Available records:
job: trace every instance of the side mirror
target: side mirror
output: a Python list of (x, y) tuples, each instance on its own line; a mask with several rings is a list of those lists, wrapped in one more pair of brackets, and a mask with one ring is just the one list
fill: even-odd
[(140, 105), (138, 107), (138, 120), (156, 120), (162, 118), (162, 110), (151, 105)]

Given instruction:
Pull out every line of the listing above that contains the word "instance" and copy those lines.

Result:
job: trace every instance of the side mirror
output: a Python list of (x, y) tuples, each instance on its own line; a mask with several rings is a list of those lists, wrapped in one more pair of brackets, and a mask with one ring is just the one list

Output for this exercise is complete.